**To do**
Count the lines in the rows below that contain the string "blonde", treating uppercase and lowercase as different. Reply with the number alone.

**Stored records**
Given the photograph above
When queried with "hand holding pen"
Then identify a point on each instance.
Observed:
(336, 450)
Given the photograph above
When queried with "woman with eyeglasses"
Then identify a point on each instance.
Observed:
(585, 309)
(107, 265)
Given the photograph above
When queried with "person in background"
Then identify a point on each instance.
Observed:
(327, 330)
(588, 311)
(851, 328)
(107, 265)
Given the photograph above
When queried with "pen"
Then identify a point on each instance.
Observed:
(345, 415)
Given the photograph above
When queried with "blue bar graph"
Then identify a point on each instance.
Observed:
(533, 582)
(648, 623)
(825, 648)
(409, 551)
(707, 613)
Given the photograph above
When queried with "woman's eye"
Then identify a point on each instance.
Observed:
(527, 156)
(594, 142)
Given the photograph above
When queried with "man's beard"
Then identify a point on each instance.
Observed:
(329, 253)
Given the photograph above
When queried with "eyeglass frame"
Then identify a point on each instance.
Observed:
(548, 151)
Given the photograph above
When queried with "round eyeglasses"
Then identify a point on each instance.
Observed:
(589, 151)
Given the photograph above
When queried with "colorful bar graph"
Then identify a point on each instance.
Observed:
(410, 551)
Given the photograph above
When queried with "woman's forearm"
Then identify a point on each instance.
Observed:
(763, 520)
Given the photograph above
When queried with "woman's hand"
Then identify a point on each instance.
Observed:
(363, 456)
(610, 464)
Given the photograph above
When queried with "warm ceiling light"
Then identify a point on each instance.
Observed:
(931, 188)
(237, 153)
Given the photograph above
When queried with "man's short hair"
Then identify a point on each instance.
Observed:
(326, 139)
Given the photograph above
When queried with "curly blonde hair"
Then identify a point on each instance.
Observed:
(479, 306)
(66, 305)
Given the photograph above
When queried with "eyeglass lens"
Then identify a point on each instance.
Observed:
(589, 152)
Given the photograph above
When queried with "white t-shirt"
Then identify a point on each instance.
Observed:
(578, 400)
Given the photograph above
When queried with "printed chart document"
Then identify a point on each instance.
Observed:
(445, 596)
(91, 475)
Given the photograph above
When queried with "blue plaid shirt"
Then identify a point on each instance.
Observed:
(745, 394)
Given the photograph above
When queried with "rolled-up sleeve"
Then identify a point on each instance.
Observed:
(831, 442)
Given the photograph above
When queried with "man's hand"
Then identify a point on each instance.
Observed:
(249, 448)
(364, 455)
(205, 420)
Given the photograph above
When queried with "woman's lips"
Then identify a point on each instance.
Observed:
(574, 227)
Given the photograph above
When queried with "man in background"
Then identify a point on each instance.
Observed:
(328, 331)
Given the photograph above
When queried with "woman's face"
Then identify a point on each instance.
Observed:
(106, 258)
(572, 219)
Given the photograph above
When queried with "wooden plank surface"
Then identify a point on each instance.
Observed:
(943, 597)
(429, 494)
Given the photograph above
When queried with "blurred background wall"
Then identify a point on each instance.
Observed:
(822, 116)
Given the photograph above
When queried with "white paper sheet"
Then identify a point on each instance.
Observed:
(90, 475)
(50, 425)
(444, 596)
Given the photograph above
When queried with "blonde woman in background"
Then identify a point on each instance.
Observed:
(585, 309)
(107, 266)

==

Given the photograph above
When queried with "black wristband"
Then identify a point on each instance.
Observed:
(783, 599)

**Response to this task**
2